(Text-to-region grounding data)
****************************************
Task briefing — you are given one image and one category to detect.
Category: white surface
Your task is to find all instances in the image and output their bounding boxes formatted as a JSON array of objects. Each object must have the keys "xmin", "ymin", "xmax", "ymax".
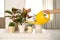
[
  {"xmin": 0, "ymin": 0, "xmax": 4, "ymax": 17},
  {"xmin": 0, "ymin": 29, "xmax": 60, "ymax": 40},
  {"xmin": 25, "ymin": 0, "xmax": 43, "ymax": 16}
]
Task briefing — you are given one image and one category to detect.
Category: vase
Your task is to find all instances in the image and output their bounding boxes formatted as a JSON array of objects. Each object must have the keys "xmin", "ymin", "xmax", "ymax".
[
  {"xmin": 18, "ymin": 23, "xmax": 26, "ymax": 33},
  {"xmin": 35, "ymin": 24, "xmax": 42, "ymax": 33}
]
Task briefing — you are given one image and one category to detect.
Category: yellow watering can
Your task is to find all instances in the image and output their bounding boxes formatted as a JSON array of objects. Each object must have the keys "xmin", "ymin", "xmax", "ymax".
[{"xmin": 27, "ymin": 11, "xmax": 50, "ymax": 25}]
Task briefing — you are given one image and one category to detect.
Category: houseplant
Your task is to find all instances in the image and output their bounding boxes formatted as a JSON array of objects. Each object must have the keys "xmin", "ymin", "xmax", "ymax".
[
  {"xmin": 5, "ymin": 7, "xmax": 32, "ymax": 32},
  {"xmin": 17, "ymin": 8, "xmax": 32, "ymax": 32},
  {"xmin": 26, "ymin": 24, "xmax": 34, "ymax": 33},
  {"xmin": 5, "ymin": 7, "xmax": 21, "ymax": 31},
  {"xmin": 8, "ymin": 22, "xmax": 15, "ymax": 33}
]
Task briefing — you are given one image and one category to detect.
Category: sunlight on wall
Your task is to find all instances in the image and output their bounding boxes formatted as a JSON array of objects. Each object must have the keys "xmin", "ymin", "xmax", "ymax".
[
  {"xmin": 25, "ymin": 0, "xmax": 43, "ymax": 16},
  {"xmin": 0, "ymin": 0, "xmax": 4, "ymax": 17},
  {"xmin": 25, "ymin": 0, "xmax": 53, "ymax": 21},
  {"xmin": 45, "ymin": 0, "xmax": 53, "ymax": 21}
]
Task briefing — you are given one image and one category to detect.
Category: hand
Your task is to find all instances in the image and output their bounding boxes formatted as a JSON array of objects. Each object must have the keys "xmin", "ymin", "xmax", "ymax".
[{"xmin": 43, "ymin": 10, "xmax": 52, "ymax": 14}]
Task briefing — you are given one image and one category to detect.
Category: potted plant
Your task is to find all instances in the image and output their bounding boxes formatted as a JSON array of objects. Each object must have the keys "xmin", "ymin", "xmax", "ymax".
[
  {"xmin": 8, "ymin": 22, "xmax": 15, "ymax": 33},
  {"xmin": 5, "ymin": 7, "xmax": 21, "ymax": 31},
  {"xmin": 26, "ymin": 24, "xmax": 34, "ymax": 33},
  {"xmin": 16, "ymin": 15, "xmax": 26, "ymax": 32},
  {"xmin": 5, "ymin": 8, "xmax": 32, "ymax": 32},
  {"xmin": 17, "ymin": 8, "xmax": 32, "ymax": 32}
]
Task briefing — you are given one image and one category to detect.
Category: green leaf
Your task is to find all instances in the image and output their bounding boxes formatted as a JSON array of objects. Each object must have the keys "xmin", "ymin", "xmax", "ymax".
[
  {"xmin": 12, "ymin": 8, "xmax": 18, "ymax": 13},
  {"xmin": 9, "ymin": 22, "xmax": 15, "ymax": 26},
  {"xmin": 5, "ymin": 16, "xmax": 11, "ymax": 17},
  {"xmin": 5, "ymin": 10, "xmax": 12, "ymax": 15}
]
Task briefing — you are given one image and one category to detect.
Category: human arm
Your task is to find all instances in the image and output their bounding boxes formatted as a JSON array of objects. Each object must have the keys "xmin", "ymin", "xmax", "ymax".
[{"xmin": 43, "ymin": 9, "xmax": 60, "ymax": 14}]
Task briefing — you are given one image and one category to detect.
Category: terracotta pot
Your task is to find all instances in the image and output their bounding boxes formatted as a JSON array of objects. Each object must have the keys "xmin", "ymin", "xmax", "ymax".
[{"xmin": 8, "ymin": 26, "xmax": 15, "ymax": 33}]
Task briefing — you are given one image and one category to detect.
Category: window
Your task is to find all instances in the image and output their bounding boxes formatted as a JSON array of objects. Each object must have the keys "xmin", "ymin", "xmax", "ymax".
[
  {"xmin": 0, "ymin": 0, "xmax": 4, "ymax": 17},
  {"xmin": 25, "ymin": 0, "xmax": 43, "ymax": 16}
]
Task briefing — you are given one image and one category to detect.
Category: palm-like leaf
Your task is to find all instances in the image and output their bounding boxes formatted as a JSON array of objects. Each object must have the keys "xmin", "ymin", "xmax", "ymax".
[
  {"xmin": 5, "ymin": 16, "xmax": 11, "ymax": 17},
  {"xmin": 5, "ymin": 10, "xmax": 12, "ymax": 15},
  {"xmin": 12, "ymin": 8, "xmax": 18, "ymax": 14}
]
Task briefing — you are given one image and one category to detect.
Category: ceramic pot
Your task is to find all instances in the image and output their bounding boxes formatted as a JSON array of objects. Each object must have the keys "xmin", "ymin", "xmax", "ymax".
[
  {"xmin": 27, "ymin": 26, "xmax": 33, "ymax": 33},
  {"xmin": 8, "ymin": 26, "xmax": 15, "ymax": 33},
  {"xmin": 18, "ymin": 24, "xmax": 26, "ymax": 33},
  {"xmin": 35, "ymin": 24, "xmax": 42, "ymax": 33}
]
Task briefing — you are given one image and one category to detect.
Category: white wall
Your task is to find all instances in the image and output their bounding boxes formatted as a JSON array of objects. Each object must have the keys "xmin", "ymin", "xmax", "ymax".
[
  {"xmin": 0, "ymin": 0, "xmax": 4, "ymax": 17},
  {"xmin": 5, "ymin": 0, "xmax": 25, "ymax": 29},
  {"xmin": 42, "ymin": 0, "xmax": 54, "ymax": 29},
  {"xmin": 25, "ymin": 0, "xmax": 43, "ymax": 16}
]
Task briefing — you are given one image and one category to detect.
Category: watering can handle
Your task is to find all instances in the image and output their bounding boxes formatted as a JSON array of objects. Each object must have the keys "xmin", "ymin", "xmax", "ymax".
[
  {"xmin": 43, "ymin": 11, "xmax": 50, "ymax": 20},
  {"xmin": 48, "ymin": 13, "xmax": 50, "ymax": 20}
]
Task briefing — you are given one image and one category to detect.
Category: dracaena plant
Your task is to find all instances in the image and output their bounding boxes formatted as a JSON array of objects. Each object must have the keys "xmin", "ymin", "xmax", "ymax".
[{"xmin": 5, "ymin": 7, "xmax": 32, "ymax": 24}]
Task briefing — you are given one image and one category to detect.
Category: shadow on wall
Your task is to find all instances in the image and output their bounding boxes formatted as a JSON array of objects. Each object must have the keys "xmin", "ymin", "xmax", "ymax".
[{"xmin": 0, "ymin": 17, "xmax": 5, "ymax": 29}]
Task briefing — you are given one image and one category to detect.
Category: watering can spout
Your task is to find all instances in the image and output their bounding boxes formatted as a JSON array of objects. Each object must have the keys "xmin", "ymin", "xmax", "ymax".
[{"xmin": 27, "ymin": 11, "xmax": 50, "ymax": 25}]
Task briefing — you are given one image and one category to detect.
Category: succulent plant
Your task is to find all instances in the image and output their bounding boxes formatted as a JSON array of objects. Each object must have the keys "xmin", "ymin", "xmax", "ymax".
[{"xmin": 9, "ymin": 22, "xmax": 15, "ymax": 26}]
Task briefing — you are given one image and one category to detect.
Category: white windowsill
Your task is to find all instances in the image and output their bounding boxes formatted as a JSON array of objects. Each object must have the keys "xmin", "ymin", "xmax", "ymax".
[{"xmin": 0, "ymin": 29, "xmax": 60, "ymax": 40}]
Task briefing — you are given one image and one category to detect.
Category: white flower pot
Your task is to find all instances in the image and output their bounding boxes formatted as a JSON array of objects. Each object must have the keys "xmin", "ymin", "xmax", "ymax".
[
  {"xmin": 35, "ymin": 24, "xmax": 42, "ymax": 33},
  {"xmin": 18, "ymin": 24, "xmax": 25, "ymax": 33}
]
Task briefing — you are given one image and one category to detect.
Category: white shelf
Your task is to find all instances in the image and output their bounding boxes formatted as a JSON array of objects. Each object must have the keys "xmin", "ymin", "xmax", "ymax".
[{"xmin": 0, "ymin": 29, "xmax": 60, "ymax": 40}]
****************************************
Assigned task – Please copy out each line of the data in which the word "watering" occurs.

Written response –
Category: yellow watering can
Category: watering can handle
Category: watering can spout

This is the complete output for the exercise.